## EXERCISE AIM
What follows are records. Restate all of them word for word.
===== AVAILABLE RECORDS =====
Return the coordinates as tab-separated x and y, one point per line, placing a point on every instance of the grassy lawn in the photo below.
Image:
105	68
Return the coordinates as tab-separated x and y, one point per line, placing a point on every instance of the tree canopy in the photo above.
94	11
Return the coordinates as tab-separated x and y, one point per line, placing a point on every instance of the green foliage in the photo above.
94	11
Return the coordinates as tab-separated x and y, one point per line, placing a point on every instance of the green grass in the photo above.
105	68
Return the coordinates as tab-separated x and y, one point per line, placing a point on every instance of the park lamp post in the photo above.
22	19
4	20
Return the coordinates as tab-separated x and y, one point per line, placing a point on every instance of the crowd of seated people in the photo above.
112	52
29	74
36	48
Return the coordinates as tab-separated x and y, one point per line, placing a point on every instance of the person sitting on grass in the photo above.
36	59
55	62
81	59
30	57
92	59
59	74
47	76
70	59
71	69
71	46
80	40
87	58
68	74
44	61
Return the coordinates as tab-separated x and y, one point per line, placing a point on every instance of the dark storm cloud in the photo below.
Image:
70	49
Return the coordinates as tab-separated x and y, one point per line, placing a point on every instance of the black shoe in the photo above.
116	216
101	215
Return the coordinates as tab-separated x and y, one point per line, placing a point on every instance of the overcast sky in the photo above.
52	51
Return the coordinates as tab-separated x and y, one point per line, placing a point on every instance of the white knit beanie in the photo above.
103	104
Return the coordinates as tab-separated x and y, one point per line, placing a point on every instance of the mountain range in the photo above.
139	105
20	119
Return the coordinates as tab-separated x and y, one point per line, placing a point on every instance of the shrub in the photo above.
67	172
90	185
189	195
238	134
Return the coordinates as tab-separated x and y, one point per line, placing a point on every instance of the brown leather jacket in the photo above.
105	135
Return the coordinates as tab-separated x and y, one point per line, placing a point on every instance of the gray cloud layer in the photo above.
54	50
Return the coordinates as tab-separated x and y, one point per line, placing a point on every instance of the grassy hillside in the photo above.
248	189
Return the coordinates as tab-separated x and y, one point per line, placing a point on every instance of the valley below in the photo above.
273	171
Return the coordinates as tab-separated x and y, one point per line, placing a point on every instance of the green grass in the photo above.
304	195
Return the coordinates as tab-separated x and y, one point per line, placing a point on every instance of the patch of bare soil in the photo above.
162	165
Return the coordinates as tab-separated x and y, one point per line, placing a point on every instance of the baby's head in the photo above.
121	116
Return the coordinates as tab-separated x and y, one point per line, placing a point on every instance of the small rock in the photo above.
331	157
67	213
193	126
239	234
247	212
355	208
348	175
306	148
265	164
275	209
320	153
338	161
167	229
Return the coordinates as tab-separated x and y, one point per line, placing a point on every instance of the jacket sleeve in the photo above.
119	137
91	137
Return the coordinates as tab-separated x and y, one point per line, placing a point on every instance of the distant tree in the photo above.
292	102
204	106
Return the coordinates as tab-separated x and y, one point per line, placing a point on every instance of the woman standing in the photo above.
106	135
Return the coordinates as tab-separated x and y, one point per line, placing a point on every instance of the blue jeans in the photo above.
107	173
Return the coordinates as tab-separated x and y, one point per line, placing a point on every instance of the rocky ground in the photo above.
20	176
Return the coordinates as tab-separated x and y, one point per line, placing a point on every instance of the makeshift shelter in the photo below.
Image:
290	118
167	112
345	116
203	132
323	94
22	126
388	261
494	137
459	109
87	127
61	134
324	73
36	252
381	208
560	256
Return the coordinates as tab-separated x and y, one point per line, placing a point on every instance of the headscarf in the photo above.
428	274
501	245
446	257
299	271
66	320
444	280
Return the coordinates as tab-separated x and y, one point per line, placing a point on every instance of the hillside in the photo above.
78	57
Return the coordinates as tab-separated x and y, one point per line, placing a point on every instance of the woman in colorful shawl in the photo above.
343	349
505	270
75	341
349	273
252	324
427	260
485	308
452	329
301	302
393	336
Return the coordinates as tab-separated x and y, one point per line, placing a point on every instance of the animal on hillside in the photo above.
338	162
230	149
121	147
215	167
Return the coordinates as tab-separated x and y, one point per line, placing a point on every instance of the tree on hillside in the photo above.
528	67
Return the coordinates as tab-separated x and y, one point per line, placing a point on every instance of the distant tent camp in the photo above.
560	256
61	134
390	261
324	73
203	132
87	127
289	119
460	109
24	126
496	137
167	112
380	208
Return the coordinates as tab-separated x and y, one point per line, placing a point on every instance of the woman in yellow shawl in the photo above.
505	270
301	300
=====
## SOLUTION TO THIS TASK
Return the coordinates as tab-separated x and y, one point per line, placing a point on every instance of the grassy lawn in the photo below.
Image:
105	68
Return the coordinates as tab-separated x and y, one point per line, placing a point on every instance of the tree canopy in the photo above.
94	11
Return the coordinates as tab-separated x and y, one point per line, placing a point on every instance of the green foliage in the photo above.
94	11
Return the coordinates as tab-separated x and y, one point per line, placing a point on every instance of the green grass in the photo above.
105	68
Return the coordinates as tab-separated x and y, one point per line, placing a point on every instance of the park lamp post in the photo above.
22	19
4	20
Return the coordinates as tab-separated x and y, one point per line, placing a point on every instance of the crowd of seated people in the photo above.
112	52
29	74
36	48
Return the coordinates as tab-separated x and y, one point per line, placing a point on every instance of the person sitting on grass in the photo above.
36	59
55	62
81	59
30	57
92	59
59	74
47	76
70	59
71	69
71	46
80	40
87	58
68	74
44	61
Return the coordinates as tab-separated x and y, one point per line, placing a point on every instance of the dark storm cloud in the photo below.
Image:
70	49
Return the coordinates as tab-separated x and y, one point per line, placing a point on every instance of the black shoe in the photo above.
116	216
101	215
Return the coordinates as tab-separated x and y, one point per line, placing a point on every instance of the overcast sky in the photo above.
52	51
Return the coordinates as tab-separated x and y, one point per line, placing a point on every instance of the white knit beanie in the photo above.
103	104
Return the coordinates as tab-separated x and y, one point per line, placing a point on every instance of the mountain range in the photo above.
139	105
20	119
Return the coordinates as tab-separated x and y, one point per line, placing a point on every instance of the shrub in the photo above.
67	172
90	185
189	195
238	134
Return the coordinates as tab-separated x and y, one point per line, placing a point on every instance of the brown leather jacket in the photo above.
105	135
Return the coordinates as tab-separated x and y, one point per line, placing a point on every instance of the gray cloud layer in the photo above.
54	50
Return the coordinates as tab-separated x and y, one point per line, placing a point on every instance of the grassy hillside in the photo above.
248	189
Return the coordinates as tab-separated x and y, one point per line, placing a point on every instance of the valley below in the photo above.
273	171
Return the coordinates as tab-separated x and y, one point per line, placing a point on every instance of the green grass in the photo above.
304	195
Return the coordinates as tab-separated x and y, one point per line, placing a point on every instance of the patch of bare soil in the photo above.
162	165
Return the coordinates as tab-separated x and y, one point per line, placing a point on every instance of the baby's head in the photo above.
121	116
Return the coordinates as tab-separated x and y, one point per line, placing a point on every instance of the small rock in the photo above.
331	157
67	213
193	126
239	234
247	212
355	208
348	175
306	148
265	164
275	209
320	153
338	161
167	229
Return the coordinates as tab-separated x and y, one point per line, placing a point on every instance of the jacket sleeve in the photo above.
119	137
91	137
Return the coordinates as tab-separated x and y, one point per line, placing a point on every instance of the distant tree in the photo above.
292	102
204	106
Return the coordinates as tab-separated x and y, one point per line, placing a point on every instance of the woman standing in the photo above.
106	135
Return the coordinates as tab-separated x and y, one point per line, placing a point on every instance of the blue jeans in the photo above.
107	173
Return the coordinates as tab-separated x and y, one point per line, placing a point on every instance of the rocky ground in the photo above.
20	176
Return the coordinates as tab-separated x and y, one point per line, placing a point on every instance of the makeshift shelter in the photo below.
Image:
290	118
167	112
345	116
203	132
323	94
22	126
388	261
494	137
459	109
87	127
61	134
324	73
36	252
381	208
560	256
Return the coordinates as tab-separated x and y, one point per line, placing a point on every instance of the headscarf in the photo above.
428	274
501	245
446	257
299	271
66	320
444	280
Return the coordinates as tab-separated x and y, one point per line, placing a point on every instance of the hillside in the photo above.
78	57
Return the coordinates as tab-separated x and y, one point per line, placing a point on every instance of the woman in colorful shawl in the photo above.
343	349
505	270
75	341
349	273
252	324
427	260
485	308
452	329
301	302
393	336
Return the coordinates as tab-separated x and y, one point per line, placing a point on every instance of the animal on hillside in the photo above.
338	162
230	149
121	147
215	167
Return the coordinates as tab-separated x and y, one point per line, placing a point on every instance of the tree on hillside in the photo above.
528	67
Return the coordinates as tab-separated x and y, one point per line, placing a point on every instance of the distant tent camp in the photo above.
560	256
61	134
390	261
324	73
203	132
87	127
289	119
460	109
24	126
496	137
167	112
380	208
Return the coordinates as tab-separated x and y, one point per line, placing a point on every instance of the woman in yellow shawl in the photo above.
505	270
301	300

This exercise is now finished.